■ **What you have to do**
Beginning with the line that has "the car roof", please write out the remaining lines of the material exactly, the last one included.

■ **Data supplied**
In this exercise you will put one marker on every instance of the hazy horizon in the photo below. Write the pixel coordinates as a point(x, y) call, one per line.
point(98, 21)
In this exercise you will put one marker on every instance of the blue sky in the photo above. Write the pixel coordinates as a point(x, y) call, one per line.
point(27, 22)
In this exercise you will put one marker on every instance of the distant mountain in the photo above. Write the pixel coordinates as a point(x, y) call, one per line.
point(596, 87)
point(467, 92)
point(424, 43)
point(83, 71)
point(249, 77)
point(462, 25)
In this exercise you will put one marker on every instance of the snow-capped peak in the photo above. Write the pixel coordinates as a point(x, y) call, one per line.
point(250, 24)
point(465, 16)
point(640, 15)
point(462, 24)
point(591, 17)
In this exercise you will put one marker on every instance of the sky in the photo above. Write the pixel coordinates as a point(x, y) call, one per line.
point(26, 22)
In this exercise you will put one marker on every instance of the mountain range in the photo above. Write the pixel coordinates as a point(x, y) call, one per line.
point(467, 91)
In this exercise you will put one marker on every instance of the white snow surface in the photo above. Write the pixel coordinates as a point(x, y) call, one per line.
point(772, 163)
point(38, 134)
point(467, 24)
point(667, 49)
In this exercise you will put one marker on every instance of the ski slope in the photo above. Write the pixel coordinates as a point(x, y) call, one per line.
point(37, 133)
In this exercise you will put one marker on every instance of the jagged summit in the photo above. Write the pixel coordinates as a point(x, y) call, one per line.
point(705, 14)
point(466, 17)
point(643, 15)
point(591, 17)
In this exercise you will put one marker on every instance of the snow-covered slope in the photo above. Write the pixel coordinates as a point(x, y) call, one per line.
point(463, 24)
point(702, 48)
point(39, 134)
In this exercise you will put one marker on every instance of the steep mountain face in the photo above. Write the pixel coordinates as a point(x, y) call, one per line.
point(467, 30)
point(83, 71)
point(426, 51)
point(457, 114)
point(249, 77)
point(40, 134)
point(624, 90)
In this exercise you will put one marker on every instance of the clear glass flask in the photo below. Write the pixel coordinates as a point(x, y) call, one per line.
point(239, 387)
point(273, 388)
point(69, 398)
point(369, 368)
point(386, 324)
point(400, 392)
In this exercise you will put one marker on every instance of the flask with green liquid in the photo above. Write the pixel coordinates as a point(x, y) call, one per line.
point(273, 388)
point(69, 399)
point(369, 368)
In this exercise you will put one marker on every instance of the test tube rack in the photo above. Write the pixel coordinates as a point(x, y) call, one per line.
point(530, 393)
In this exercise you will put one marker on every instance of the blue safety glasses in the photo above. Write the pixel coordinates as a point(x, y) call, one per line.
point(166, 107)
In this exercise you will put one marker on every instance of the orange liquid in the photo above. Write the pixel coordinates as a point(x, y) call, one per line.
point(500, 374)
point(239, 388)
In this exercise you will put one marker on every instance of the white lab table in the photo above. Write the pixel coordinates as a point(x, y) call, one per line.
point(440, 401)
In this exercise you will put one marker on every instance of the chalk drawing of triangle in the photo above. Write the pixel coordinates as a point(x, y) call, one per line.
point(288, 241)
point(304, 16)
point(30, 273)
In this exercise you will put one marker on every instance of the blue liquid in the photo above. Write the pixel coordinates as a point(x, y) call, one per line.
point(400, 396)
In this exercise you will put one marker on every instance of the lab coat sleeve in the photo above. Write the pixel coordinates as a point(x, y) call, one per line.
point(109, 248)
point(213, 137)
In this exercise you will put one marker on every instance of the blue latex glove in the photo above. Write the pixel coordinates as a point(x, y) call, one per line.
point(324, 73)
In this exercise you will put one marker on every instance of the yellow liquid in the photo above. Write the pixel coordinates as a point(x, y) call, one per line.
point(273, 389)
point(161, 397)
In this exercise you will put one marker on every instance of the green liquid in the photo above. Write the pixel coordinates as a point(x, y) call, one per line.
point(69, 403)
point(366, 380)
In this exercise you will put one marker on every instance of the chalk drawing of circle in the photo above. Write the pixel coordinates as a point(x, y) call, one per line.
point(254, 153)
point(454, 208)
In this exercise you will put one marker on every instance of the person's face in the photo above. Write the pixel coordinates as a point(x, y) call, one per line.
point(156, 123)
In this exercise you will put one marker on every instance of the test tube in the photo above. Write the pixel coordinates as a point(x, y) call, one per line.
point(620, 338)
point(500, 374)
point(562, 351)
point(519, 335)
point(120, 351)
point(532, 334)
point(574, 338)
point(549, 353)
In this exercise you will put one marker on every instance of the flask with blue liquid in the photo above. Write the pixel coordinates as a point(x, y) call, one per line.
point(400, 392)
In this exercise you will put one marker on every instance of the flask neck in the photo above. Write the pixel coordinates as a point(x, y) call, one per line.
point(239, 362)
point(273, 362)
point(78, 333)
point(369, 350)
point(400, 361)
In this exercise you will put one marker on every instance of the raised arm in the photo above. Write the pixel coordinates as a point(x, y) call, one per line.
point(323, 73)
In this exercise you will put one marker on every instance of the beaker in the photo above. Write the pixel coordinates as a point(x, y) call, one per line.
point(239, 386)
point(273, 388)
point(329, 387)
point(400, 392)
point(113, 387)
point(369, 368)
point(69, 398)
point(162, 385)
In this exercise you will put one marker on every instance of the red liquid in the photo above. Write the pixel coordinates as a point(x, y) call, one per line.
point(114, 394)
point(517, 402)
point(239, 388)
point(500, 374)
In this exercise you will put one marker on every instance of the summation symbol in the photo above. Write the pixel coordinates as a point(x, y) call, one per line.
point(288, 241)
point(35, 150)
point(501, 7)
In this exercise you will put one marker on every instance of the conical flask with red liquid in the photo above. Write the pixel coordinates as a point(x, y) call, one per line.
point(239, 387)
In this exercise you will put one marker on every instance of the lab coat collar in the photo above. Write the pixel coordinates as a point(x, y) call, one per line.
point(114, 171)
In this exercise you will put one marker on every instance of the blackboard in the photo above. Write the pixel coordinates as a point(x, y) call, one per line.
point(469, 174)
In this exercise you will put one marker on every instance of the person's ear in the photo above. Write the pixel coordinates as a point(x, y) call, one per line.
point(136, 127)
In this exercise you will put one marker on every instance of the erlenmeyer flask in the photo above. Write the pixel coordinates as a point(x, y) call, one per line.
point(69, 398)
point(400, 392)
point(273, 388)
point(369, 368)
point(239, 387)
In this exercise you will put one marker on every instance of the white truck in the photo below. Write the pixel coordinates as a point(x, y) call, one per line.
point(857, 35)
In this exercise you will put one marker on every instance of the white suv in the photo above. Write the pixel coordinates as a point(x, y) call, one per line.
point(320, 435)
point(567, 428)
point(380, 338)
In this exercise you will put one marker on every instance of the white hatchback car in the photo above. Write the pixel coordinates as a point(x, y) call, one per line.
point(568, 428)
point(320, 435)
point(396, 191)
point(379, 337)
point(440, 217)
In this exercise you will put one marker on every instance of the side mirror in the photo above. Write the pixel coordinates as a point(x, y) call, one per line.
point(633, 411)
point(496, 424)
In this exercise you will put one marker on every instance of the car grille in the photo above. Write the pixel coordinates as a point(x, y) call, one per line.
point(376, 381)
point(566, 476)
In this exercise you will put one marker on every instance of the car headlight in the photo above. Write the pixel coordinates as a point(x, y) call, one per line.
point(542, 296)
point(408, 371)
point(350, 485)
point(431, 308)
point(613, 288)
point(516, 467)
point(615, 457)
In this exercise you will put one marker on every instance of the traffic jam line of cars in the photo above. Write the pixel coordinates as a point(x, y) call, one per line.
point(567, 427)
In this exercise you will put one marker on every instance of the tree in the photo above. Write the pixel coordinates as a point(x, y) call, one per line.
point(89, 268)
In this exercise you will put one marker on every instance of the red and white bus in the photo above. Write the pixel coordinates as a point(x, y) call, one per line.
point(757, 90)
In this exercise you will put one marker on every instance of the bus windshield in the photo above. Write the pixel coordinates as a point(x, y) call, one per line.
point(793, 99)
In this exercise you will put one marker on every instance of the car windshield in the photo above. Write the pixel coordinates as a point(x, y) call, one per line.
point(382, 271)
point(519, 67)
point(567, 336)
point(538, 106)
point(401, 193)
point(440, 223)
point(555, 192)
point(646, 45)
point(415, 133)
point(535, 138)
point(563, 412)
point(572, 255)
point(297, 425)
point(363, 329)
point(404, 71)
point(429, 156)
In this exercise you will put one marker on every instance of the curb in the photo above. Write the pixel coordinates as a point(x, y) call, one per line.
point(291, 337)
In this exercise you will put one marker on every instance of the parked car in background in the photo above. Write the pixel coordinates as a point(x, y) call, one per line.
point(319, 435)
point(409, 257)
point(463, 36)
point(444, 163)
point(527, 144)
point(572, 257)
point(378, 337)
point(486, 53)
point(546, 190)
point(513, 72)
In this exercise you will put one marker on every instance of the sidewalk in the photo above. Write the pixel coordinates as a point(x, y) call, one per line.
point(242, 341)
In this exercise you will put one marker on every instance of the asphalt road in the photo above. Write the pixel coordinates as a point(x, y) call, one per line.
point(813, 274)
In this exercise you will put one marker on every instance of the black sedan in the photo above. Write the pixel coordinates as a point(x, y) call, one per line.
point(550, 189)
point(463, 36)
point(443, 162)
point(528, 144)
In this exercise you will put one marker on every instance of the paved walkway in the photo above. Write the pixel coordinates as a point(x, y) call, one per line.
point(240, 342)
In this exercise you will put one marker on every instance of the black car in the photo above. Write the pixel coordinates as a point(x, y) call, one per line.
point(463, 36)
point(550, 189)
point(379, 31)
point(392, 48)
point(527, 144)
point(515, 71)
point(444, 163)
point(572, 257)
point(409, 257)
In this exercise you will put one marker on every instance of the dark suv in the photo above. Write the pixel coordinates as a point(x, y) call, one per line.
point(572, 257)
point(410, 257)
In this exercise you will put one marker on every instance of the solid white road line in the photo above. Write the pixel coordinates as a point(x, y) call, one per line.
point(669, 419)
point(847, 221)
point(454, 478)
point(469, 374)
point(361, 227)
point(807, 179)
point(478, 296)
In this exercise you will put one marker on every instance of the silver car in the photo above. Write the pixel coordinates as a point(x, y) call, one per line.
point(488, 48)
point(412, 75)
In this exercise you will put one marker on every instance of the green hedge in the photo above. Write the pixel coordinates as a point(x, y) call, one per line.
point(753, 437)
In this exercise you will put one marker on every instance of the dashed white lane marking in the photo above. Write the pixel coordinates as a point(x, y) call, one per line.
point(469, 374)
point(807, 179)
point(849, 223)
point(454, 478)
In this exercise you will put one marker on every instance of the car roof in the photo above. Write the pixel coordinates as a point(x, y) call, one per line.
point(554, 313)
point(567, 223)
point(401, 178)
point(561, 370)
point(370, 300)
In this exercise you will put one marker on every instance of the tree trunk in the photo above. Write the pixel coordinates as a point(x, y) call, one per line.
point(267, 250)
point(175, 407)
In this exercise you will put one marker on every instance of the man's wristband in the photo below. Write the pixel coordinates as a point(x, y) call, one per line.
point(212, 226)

■ **Written answer**
In this exercise you will put one marker on every instance of the car roof in the photo above. Write the pixel coordinates as a point(x, y) call, one per line.
point(554, 313)
point(567, 223)
point(401, 178)
point(561, 370)
point(370, 300)
In this exercise you will put one marker on every instance of the tree trunk in the photo above. Write the pixel coordinates as a point(x, y) call, one per line.
point(267, 250)
point(175, 407)
In this exercise you will put one marker on every instance of the man's wristband in the photo below. Write the pixel coordinates as a point(x, y) call, one per line.
point(212, 226)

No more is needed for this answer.